PARTS OF THE EXERCISE:
[1] In the text on scrum retros, rewrite the paragraph beginning "The first time I had a retro session" more briefly, keeping its main facts.
[2] From the text on scrum retros, transcribe the passage between "The first time" and "got really bad.", inclusive.
Top of DOCUMENT EXTRACT
Most bad scrum practices are merely bad because they waste your time, and sap your energy. What makes retros special is that their impact goes well beyond their wasted time.
The first time I had a retro session, it started as an event scheduled for an hour, that turned into an out of control whining and blame session that took the whole afternoon, only for nothing to get done. Taking into account the salaries of the people involved, the number of them, how long it took, and the frequency, the waste was staggering. The powers that be balked at expenses that were far cheaper when you calculated them.
But that's because the retro was unproductive. No one took notes, no one did anything with what was said. It was just a perverse reverse therapy session.
It turns out that retros can actually get less productive with this. At my next company retros were different. They had a leader who wrote down a list of actions. And that's when things got really bad.
Like so much of agile, retros intuitively sound like a good idea. Who wouldn't want to regularly reflect on how well they're doing and see how they can improve? But, like the rest of agile, this is just warm and fuzzies without substance.
Far from improving things, retros are the root cause of so much process and red tape.
This is because:
- They aren't driven by need, but by methodology
- You have to find some action otherwise it's seen as a waste
- The only available tools are bureaucracy / process
Lets go over those points in turn and see what the consequences are.
Bottom of DOCUMENT EXTRACT
Top of INFORMATION SHOWN
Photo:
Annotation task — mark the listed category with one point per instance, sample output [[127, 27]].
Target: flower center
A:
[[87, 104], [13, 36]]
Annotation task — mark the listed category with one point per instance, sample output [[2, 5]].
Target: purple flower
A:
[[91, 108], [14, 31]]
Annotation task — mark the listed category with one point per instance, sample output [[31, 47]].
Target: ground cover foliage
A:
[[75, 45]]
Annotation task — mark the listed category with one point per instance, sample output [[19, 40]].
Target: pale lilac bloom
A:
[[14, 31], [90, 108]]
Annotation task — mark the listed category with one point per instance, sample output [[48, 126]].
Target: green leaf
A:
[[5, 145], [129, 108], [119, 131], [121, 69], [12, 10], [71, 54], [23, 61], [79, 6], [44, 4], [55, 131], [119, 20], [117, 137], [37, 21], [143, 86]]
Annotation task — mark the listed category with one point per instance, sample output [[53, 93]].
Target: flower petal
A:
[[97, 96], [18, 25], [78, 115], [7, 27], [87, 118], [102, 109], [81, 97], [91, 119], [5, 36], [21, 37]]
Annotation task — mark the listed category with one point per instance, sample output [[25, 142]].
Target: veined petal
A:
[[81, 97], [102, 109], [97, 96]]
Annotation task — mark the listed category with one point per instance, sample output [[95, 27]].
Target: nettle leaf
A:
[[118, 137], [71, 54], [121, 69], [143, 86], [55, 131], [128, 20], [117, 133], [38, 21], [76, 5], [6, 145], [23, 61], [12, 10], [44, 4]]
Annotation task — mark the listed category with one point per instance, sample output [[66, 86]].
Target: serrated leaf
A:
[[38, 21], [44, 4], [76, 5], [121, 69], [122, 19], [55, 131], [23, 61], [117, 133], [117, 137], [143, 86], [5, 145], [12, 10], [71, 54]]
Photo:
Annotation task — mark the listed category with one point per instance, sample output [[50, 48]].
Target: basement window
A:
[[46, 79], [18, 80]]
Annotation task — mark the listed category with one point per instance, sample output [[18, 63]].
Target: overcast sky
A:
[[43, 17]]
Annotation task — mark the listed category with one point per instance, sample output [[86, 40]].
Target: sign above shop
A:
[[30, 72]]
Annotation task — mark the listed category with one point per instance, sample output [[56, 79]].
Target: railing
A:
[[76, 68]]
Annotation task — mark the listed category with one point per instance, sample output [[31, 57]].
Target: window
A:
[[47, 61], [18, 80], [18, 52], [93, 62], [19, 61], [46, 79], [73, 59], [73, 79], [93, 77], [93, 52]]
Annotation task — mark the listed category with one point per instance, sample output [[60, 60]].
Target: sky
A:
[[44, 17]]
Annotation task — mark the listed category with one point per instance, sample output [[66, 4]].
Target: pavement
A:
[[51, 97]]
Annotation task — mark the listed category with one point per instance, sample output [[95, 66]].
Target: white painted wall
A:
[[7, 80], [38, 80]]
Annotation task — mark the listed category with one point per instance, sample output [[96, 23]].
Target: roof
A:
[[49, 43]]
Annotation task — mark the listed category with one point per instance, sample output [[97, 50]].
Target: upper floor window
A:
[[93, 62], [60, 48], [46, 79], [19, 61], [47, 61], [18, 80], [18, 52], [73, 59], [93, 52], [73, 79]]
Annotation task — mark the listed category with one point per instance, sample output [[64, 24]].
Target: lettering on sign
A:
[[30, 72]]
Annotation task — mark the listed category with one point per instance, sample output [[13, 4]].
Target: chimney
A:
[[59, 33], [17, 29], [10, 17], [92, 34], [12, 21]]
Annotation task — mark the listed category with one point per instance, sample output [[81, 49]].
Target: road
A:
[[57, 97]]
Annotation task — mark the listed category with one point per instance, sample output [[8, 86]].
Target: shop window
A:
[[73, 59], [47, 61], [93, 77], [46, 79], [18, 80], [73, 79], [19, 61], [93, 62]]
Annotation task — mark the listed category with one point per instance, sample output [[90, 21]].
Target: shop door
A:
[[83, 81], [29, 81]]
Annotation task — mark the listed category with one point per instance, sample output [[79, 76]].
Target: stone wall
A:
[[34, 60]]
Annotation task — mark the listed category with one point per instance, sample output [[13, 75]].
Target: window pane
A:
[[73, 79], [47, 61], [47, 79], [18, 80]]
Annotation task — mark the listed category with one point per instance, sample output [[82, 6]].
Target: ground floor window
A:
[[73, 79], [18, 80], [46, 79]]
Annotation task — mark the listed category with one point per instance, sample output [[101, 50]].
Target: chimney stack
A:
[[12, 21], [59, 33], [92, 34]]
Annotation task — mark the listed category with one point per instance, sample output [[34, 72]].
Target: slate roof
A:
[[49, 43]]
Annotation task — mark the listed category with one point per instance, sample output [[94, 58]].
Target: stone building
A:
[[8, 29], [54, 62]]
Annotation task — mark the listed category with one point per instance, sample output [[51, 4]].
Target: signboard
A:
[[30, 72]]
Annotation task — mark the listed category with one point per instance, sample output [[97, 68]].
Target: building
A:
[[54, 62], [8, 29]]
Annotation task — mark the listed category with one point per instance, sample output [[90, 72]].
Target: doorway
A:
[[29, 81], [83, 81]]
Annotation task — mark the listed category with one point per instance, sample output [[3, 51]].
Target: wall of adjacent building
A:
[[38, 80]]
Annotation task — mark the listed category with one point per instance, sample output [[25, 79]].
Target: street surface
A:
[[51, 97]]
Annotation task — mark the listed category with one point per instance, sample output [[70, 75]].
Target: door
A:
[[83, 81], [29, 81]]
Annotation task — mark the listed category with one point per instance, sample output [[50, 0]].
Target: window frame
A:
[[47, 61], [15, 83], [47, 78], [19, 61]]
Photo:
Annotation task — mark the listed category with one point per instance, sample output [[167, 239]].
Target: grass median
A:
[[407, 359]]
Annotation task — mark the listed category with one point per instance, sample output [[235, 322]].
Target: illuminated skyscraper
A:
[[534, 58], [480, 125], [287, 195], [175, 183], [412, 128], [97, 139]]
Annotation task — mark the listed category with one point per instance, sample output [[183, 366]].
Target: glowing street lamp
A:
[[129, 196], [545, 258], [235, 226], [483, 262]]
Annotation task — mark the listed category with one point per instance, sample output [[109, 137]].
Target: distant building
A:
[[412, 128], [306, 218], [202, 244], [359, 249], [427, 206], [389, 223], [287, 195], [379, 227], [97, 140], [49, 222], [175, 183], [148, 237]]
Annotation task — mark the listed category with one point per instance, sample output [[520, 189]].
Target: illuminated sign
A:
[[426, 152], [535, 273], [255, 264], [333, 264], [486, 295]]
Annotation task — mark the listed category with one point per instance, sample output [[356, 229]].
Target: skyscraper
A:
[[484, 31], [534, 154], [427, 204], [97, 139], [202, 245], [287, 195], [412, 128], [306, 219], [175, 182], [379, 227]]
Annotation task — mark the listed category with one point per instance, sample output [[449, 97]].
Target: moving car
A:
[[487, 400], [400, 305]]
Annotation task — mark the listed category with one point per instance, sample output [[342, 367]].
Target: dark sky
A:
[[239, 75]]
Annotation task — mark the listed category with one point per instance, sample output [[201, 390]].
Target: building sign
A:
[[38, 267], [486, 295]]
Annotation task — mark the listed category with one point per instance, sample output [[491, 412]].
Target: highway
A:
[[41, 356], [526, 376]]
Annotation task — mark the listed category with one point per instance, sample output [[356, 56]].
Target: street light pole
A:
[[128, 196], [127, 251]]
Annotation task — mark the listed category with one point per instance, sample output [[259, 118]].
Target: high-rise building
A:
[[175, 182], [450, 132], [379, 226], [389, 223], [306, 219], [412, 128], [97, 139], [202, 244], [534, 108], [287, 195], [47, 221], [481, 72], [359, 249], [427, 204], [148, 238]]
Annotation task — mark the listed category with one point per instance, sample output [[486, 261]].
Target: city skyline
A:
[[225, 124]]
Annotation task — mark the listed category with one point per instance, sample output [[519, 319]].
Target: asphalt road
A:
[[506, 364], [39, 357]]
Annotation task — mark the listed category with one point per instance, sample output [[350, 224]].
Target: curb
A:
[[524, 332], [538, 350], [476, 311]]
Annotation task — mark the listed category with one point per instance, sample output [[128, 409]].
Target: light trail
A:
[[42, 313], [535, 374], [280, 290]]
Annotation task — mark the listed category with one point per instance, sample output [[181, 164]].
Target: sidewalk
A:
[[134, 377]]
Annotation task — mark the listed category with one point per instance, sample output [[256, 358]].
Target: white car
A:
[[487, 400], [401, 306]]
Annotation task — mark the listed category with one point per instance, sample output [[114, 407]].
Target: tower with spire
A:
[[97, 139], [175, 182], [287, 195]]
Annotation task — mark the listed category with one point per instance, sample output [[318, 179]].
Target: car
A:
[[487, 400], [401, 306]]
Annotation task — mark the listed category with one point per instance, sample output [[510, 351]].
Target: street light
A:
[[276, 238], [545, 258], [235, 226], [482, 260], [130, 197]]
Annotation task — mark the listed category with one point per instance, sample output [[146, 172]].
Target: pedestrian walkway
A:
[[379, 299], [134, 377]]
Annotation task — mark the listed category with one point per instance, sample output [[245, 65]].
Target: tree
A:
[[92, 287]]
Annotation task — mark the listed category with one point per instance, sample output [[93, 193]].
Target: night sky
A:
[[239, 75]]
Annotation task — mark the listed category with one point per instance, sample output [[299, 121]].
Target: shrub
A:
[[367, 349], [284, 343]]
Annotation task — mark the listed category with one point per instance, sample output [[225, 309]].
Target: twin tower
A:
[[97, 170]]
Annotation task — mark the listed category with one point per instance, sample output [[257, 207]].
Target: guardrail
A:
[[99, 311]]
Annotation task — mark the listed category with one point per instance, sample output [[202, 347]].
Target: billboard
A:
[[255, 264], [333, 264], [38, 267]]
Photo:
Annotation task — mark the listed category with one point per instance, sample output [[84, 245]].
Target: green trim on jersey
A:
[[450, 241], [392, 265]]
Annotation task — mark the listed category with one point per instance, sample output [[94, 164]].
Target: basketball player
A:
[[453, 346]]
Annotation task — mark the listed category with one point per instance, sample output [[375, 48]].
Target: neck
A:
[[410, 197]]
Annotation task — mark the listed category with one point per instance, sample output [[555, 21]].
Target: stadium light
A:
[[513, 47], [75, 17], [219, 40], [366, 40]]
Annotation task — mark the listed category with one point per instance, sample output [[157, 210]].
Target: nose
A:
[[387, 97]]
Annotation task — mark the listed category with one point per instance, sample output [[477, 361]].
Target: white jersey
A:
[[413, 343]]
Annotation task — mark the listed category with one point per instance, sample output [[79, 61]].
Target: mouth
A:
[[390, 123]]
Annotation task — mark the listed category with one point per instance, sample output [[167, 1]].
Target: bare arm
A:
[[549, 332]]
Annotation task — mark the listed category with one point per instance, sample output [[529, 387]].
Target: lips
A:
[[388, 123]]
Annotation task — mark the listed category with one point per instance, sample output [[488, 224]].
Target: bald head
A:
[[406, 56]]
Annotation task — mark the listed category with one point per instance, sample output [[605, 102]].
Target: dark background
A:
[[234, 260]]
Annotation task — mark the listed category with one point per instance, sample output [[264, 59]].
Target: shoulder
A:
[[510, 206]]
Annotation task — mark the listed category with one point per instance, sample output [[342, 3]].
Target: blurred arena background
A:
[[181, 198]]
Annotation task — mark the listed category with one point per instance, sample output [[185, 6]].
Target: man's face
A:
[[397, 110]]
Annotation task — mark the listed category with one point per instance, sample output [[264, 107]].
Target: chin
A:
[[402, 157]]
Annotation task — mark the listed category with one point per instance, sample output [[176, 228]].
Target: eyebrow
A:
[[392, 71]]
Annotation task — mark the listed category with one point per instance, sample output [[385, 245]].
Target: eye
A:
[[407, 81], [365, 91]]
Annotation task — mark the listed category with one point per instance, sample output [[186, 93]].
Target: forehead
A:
Bottom of INFORMATION SHOWN
ANSWERS PER TASK:
[1] The writer's first retro was scheduled for an hour but became an out-of-control whining and blame session that took the whole afternoon and accomplished nothing. Given the salaries, the number of people, the length, and the frequency, the waste was staggering. Meanwhile, the powers that be balked at expenses that were far cheaper.

[2]
The first time I had a retro session, it started as an event scheduled for an hour, that turned into an out of control whining and blame session that took the whole afternoon, only for nothing to get done. Taking into account the salaries of the people involved, the number of them, how long it took, and the frequency, the waste was staggering. The powers that be balked at expenses that were far cheaper when you calculated them.
But that's because the retro was unproductive. No one took notes, no one did anything with what was said. It was just a perverse reverse therapy session.
It turns out that retros can actually get less productive with this. At my next company retros were different. They had a leader who wrote down a list of actions. And that's when things got really bad.